***** EXCERPT PROVIDED *****

Another day, another Google product discontinued; this time, it’s the Google Pixel.
Despite being one of the biggest tech companies, Google has a short attention span and commitment to its products. Google had the power to be at the forefront of communication during the pandemic, but with its current stack of 6 applications, the company is hamstrung.
Flashback back to 2013, you are Google, and Android is really taking off. Apple has its iMessage platform, so you’d like to make your own that works across all your products. Thus Hangouts was conceived. It would take your text messages and sync them with your devices. Video conferencing was built-in, you could make phone calls and it could be all done as a sidebar within Gmail for all your communication needs.
So, what did Google do to capitalize on this? Neglect and fragment its vision of Hangouts. Over the course of the next 7 years, features that worked cross-platform with mobile and desktop were split off into separate apps such as Google Duo for video calls, Google Messages for text messages, the short-lived Google Allo as an alternative to Hangouts, all alongside ham-fisted attempts to insert messaging into YouTube and Google Photos.

***** PROVIDED RECORDS *****

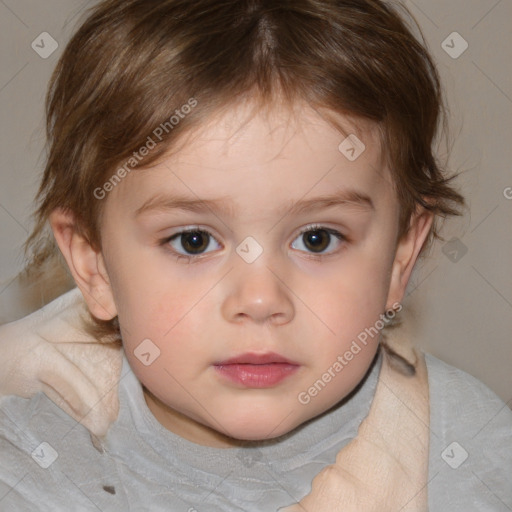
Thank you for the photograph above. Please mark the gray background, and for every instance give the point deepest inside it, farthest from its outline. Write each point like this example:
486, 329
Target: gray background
461, 295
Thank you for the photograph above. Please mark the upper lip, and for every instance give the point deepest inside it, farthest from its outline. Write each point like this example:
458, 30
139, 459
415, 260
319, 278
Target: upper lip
253, 358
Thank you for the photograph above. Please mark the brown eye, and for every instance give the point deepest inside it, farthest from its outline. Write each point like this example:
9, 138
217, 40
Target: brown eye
190, 243
318, 240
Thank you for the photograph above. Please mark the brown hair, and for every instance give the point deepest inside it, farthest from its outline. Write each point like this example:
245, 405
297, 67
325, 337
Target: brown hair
133, 63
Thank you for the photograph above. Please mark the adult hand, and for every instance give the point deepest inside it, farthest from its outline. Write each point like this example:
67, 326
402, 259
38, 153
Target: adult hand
48, 351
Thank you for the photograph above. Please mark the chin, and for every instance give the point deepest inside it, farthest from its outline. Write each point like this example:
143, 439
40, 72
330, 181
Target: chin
250, 430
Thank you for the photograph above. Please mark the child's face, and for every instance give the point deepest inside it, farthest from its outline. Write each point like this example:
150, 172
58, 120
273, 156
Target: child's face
305, 298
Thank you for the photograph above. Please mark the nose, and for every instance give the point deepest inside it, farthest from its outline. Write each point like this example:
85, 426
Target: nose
257, 294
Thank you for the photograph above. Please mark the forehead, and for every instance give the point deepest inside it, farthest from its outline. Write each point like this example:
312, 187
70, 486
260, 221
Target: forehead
245, 153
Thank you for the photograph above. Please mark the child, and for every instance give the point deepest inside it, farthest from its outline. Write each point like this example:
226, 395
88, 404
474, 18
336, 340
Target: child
240, 191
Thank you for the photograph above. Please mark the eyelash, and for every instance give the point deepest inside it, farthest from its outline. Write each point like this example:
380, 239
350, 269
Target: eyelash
194, 258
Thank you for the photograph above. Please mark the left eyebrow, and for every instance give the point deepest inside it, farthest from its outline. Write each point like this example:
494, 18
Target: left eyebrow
163, 203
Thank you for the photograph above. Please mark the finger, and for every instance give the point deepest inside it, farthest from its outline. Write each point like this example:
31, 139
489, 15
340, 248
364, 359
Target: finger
72, 391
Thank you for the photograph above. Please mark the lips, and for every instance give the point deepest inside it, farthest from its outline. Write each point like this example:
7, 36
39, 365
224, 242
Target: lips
256, 370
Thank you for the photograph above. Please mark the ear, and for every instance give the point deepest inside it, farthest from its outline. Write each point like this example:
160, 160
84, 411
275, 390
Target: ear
86, 265
407, 252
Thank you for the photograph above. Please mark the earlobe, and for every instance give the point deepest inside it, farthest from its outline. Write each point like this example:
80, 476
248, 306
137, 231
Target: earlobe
407, 252
86, 265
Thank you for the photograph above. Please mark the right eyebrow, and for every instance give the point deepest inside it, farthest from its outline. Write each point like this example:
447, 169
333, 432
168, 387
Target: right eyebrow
169, 202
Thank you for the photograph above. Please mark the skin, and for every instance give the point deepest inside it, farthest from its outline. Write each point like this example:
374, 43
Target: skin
304, 305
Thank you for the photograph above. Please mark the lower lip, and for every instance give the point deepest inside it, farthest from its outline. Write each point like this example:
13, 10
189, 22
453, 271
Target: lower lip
257, 375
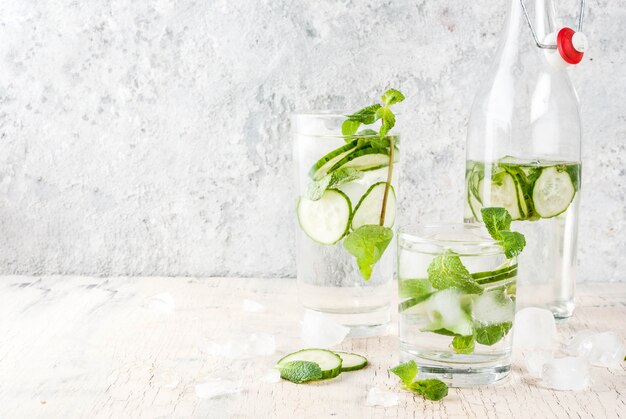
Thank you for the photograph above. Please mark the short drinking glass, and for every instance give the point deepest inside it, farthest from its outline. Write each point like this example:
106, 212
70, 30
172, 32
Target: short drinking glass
457, 303
346, 186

*****

ACTIVITY 1 >> In the piece on Google's messaging apps, list the separate apps that features of Hangouts were split off into, with the purpose the text gives for each.
ACTIVITY 2 >> Continue the piece on Google's messaging apps from where it stops.

RESULT 1 >>
- Google Duo: video calls
- Google Messages: text messages
- Google Allo: an alternative to Hangouts

RESULT 2 >>
The story of Google’s attempts at messaging apps seems ironic during the pandemic. As they had no single app for video conferencing or communication, competitors such as Zoom ballooned up as the go-to video conference platform. Google responded by making its enterprise-only version of Hangouts– Meet– free to the public, but the damage was already done. Zoom became synonymous with video calls and Google was left behind trying to re-integrate Meet back into Gmail — all while the original Hangouts is slowly stripped down and forgotten.
Of the rare few times I’ve managed to get people to use Meet, it’s quite compelling with Google using its speech transcription technology to generate real-time captions during a call. For educational use, I would imagine it would be fantastic as you could follow along with the captions if you missed something and it even handles multi-person captioning with ease.
Google had all the pieces it needed to dominate the work-from-home niche. Instead, Zoom, which had only started offering stock in 2019, took center stage and became synonymous with video calling. Not Google with its deep ties with education and business, but Zoom, all because Google could not create a compelling service and stand by it.